この写真は「ピースフルスクール・プログラム」という授業の様子です。もともとはアメリカ発祥の、「コンフリクトをクリエイティブに解決するための力をつける」ためのプログラムを取り入れたそうです。我々が訪問した際には「感情feelingについて」というテーマで対話を行い、「人によって感情表現のしかたは違うよね」といった他者理解への視点が示されたりしていました。
面白いのは、いわゆる道徳の授業のように先生が「いい話」をするのではなく、生徒同士が対話的に発言していくことによって気づきを得るような構成になっていることです。イエナプラン校の教室には必ず中央にこうした「サークル」が常設され、対話によって授業が進行します。先生も同じサークル上に座り、必要に応じてときどき口をはさむ以外はあまり発言しないのも印象的でした。まさにファシリテーター型の指導方法ですね。

サークルでの対話が終わると、「今度は、感情を表す言葉を勉強しよう」という流れになり、サークルの外側にある島型の机に生徒たちが散っていきます。イエナプラン校の大きな特徴として複式学級(複数学年が同じクラスに混在する)があるのですが、このときも上の学年の子供は英語での書き取りをやりつつ、下の学年のオランダ語を教えるといった風景が生まれていました。こうした小さな共同体の学び合いも、ひとつの市民教育といえそうです。

教室の隅に興味深いものを見つけました。この「3つの帽子」はどの教室にも展示されているものだそうで、「コンフリクト(意見の相違)に直面したときに、どんな態度を取るのが良いのか?」を象徴的に表すために存在するとのこと。
  • 青:妥協。自分の意見を引き下げて、相手の意見を全面的に受け入れる
  • 赤:固執。あくまで自分の意見を押し通す
  • 黄:第3の道。お互いの意見を理解した上で、新しいアイデアを生み出す

結論としては「黄色の帽子をかぶろう」ということなのですが、こうした訓練を小学校から徹底しているのは驚きでした。

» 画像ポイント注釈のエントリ
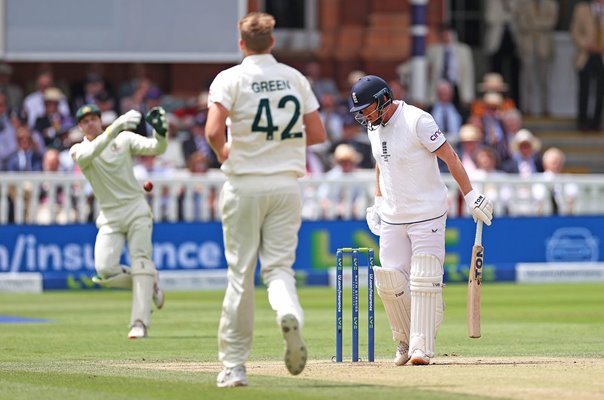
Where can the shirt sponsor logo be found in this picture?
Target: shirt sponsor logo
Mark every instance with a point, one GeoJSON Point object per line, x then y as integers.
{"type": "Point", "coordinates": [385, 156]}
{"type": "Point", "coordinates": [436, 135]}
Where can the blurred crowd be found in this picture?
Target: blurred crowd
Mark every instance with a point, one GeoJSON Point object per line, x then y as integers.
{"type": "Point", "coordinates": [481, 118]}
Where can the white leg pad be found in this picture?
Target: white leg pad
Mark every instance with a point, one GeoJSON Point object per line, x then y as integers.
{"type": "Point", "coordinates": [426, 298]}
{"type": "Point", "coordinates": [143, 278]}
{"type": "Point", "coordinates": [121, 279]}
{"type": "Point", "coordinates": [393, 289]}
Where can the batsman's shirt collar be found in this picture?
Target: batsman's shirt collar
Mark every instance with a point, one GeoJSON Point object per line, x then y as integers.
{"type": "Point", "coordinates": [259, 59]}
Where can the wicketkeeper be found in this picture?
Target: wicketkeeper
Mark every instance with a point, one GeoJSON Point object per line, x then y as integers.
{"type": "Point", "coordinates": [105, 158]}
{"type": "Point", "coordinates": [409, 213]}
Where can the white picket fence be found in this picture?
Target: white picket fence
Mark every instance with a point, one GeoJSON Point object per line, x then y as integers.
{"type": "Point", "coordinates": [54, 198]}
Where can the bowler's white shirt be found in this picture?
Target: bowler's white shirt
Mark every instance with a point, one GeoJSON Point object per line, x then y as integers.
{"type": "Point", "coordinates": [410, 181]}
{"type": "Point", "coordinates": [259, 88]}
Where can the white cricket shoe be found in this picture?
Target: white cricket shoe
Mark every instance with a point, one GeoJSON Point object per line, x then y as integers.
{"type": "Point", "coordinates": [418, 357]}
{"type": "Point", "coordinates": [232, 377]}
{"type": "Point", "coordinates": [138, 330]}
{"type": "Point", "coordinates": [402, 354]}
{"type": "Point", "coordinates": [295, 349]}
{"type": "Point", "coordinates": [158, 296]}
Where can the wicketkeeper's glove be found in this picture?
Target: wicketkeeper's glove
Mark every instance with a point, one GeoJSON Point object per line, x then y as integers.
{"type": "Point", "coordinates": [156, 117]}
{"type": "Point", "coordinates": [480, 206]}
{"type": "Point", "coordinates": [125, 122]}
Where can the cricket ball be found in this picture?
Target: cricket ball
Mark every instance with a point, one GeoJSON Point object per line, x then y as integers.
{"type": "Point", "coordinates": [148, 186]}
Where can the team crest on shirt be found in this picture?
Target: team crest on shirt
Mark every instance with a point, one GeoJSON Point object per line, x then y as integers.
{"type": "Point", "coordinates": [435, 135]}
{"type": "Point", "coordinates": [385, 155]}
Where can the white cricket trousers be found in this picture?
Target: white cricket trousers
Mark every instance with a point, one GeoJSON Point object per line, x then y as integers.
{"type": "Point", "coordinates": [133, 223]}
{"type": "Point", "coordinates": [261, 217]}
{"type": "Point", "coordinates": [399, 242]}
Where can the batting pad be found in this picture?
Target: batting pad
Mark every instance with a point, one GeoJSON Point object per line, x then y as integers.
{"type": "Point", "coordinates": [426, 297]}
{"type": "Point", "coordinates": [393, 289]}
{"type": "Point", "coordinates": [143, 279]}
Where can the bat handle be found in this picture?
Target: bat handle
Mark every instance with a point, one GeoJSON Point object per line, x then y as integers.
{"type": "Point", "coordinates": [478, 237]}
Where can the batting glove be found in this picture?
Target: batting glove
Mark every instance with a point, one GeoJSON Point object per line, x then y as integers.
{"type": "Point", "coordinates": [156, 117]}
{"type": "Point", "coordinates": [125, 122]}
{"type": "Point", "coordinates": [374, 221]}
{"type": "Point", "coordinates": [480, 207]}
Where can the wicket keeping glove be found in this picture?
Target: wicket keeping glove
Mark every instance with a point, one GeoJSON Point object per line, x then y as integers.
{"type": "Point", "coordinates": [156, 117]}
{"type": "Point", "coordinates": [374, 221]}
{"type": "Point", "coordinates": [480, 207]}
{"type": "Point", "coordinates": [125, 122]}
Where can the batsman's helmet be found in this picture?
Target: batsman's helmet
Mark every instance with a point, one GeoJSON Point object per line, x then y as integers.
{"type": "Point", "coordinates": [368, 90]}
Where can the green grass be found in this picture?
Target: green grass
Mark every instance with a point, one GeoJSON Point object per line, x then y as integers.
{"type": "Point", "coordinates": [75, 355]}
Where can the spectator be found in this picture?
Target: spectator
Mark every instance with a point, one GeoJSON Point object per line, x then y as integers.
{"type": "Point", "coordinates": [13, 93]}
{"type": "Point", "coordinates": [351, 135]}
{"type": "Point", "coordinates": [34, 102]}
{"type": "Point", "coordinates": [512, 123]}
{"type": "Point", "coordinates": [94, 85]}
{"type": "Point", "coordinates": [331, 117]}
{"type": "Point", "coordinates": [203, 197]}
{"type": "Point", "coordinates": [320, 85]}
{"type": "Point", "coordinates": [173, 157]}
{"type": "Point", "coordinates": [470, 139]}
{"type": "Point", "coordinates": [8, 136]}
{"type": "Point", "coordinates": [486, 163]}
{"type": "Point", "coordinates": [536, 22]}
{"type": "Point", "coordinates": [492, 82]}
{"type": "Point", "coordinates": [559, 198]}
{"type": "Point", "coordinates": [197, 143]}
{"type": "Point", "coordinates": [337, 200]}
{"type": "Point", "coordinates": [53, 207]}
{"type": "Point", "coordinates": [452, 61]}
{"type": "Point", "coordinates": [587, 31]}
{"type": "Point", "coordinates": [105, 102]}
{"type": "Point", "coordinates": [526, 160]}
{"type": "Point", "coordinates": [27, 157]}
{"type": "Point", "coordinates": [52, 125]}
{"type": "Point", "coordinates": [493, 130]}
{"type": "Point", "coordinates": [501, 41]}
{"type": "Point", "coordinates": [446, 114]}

» 取り組むこと
1. 本文によると、「3つの帽子」は何のために教室に置かれていますか。一文から三文で説明しなさい。
2. 本文の「3つの帽子」について、帽子の色とそれぞれが表す態度をすべて挙げなさい。
エントリは本文とは別の出典から取ったものです。

» 解答
1. 「3つの帽子」は、コンフリクト(意見の相違)に直面したときにどんな態度を取るのが良いのかを象徴的に表すために置かれています。どの教室にも展示されています。

2.
・青:妥協。自分の意見を引き下げて、相手の意見を全面的に受け入れる
・赤:固執。あくまで自分の意見を押し通す
・黄:第3の道。お互いの意見を理解した上で、新しいアイデアを生み出す